* [What is expected] Write out the records that appear below, verbatim and complete, but without pictures.

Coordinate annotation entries
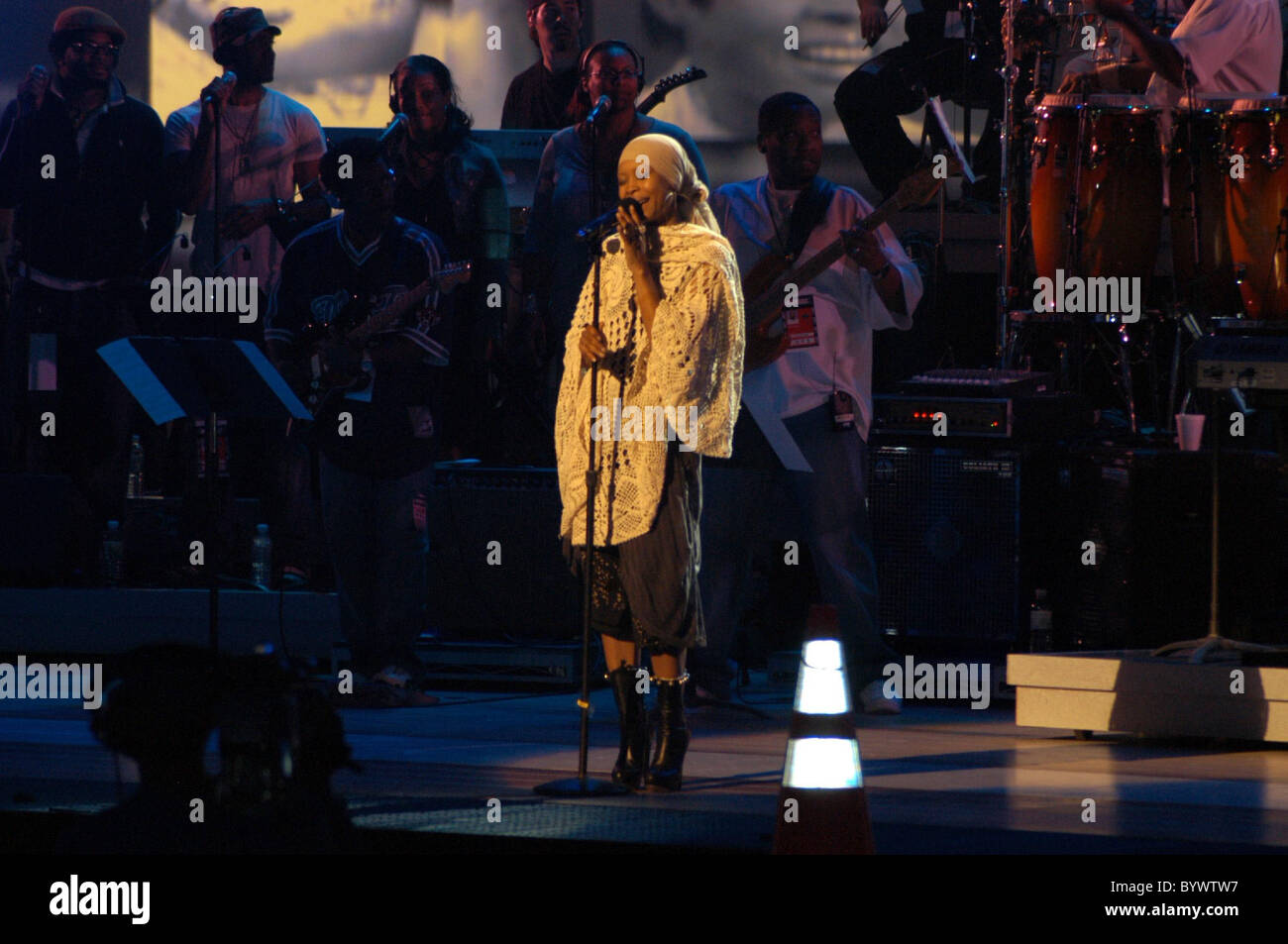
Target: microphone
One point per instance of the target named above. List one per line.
(399, 121)
(599, 111)
(228, 77)
(605, 223)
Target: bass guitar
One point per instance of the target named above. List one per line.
(339, 340)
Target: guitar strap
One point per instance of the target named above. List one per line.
(809, 211)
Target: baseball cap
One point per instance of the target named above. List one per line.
(88, 20)
(239, 25)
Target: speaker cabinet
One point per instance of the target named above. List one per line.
(961, 537)
(518, 587)
(1149, 514)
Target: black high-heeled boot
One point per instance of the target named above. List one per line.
(673, 739)
(632, 721)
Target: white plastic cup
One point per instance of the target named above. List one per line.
(1189, 432)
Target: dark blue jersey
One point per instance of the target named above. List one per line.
(384, 432)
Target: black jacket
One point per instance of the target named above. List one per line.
(85, 220)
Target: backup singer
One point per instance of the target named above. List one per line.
(670, 338)
(539, 97)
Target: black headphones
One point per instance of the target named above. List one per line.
(604, 44)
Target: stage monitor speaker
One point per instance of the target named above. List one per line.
(518, 587)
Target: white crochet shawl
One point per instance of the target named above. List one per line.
(692, 359)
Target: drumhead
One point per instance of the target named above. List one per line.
(1100, 102)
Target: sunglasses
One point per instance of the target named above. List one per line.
(550, 14)
(88, 50)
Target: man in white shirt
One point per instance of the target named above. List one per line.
(269, 146)
(1227, 47)
(800, 387)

* [Exercise result]
Target: microphone
One point per instance of the target named above. List one per line.
(399, 121)
(599, 111)
(228, 77)
(605, 223)
Target: bass guitar
One point per instance of the target named above. List one per line.
(339, 340)
Target: guitar strap
One point per instance of the target named above. List one per line.
(809, 211)
Target: baseball cap
One point per instance of the target named above. List one per line.
(88, 20)
(239, 25)
Target: speaker cabinet
One point per instance of the target named above. List one per line.
(961, 537)
(518, 587)
(1149, 514)
Target: black high-heeled boot
One point per instance of the target named above. List one per line.
(673, 739)
(632, 721)
Target: white plastic cup
One point per instance of the target named above. List one per line.
(1189, 432)
Target: dark blue jersey
One point per instance of the target named above. List one per line.
(384, 432)
Target: black jacket
One point per instance of the target named above. List one per line.
(85, 220)
Target: backup singer
One point per instance of the target named above. List one per line.
(670, 338)
(539, 97)
Target: black headphones
One point per instance of the target named above. List one per line.
(604, 44)
Target: stage monitor speaker
One point per instance of the target named above. List one per line.
(518, 587)
Target: white crochet shawl
One point per instance of the target named above. List one per line.
(692, 359)
Target: drumhead
One point per instance of the target named above. List one per line.
(1100, 102)
Target: sunglasses
One point per instance of the target named above. List one per line.
(550, 14)
(88, 50)
Target: man in white shirt
One point per instance of the target named above. List one per line.
(269, 146)
(1227, 47)
(800, 387)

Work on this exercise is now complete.